BEGIN ARTICLE
From the compensation experts at Salary.com
According to Salary.com's 2005/2006 Employee Job Satisfaction and Retention Survey, 65% of employees plan on looking for a new job in the next three months. Many dissatisfied employees cited inadequate compensation as the primary reason they want to walk out the door. But are these unhappy workers actually underpaid? In order to find the answer, Salary.com analyzed a sampling of compensation data from these supposedly underpaid and unhappy workers, with surprising results.
The compensation experts at Salary.com took the job title, industry, geography, and company size reported by each respondent in the sample. They then matched this data to a benchmark job (and corresponding salary) in the Salary.com database. This analysis revealed that only 18.7% of the self-proclaimed underpaid employees looking to leave their job were in reality underpaid. That means nearly 80% of these workers who felt that they were underpaid actually were not. The majority of these workers, 34.2%, were paid fairly relative to the market, while 17.4% were overpaid.
The other 29.6% of these workers were being paid so far below market range (less than 70% of their job's market value, based on their job title, industry, geography, and company size) that they had most likely been over-titled. Over-titling is a practice, common in the late 1990s, where an employee is offered a trumped-up job title by their employer in lieu of a salary increase. This means that the employee's actual duties at the company may not be on par with the salary level generally associated with their title.
What We Learned
According to Bill Coleman, Senior VP of Compensation at Salary.com, the main lesson in these findings is that "employees should strive to accurately match their job duties to a generic benchmark job title and salary range. This will give them a good idea of what they are really worth in the marketplace, before they make the assumption that they are underpaid and leave their company because of that." Online salary data sites like Salary.com help people accurately price their jobs.
END ARTICLE
■ GOAL 1 ■
Answer these questions about the article on underpaid employees:
(a) What percentage of employees plan on looking for a new job in the next three months, according to the survey?
(b) What percentage of the self-proclaimed underpaid workers were paid fairly relative to the market?
(c) What is Bill Coleman's position at Salary.com?
■ GOAL 2 ■
Duplicate the passage of the article on underpaid employees from "The compensation experts at Salary.com took" to "17.4% were overpaid." without any changes.
BEGIN SUPPLIED MATERIAL
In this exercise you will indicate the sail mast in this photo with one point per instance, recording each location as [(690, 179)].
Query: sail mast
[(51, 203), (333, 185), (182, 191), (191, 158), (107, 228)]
END SUPPLIED MATERIAL
■ COMPLETE RESPONSE 1 ■
(a) 65%
(b) 34.2%
(c) Senior VP of Compensation

■ COMPLETE RESPONSE 2 ■
The compensation experts at Salary.com took the job title, industry, geography, and company size reported by each respondent in the sample. They then matched this data to a benchmark job (and corresponding salary) in the Salary.com database. This analysis revealed that only 18.7% of the self-proclaimed underpaid employees looking to leave their job were in reality underpaid. That means nearly 80% of these workers who felt that they were underpaid actually were not. The majority of these workers, 34.2%, were paid fairly relative to the market, while 17.4% were overpaid.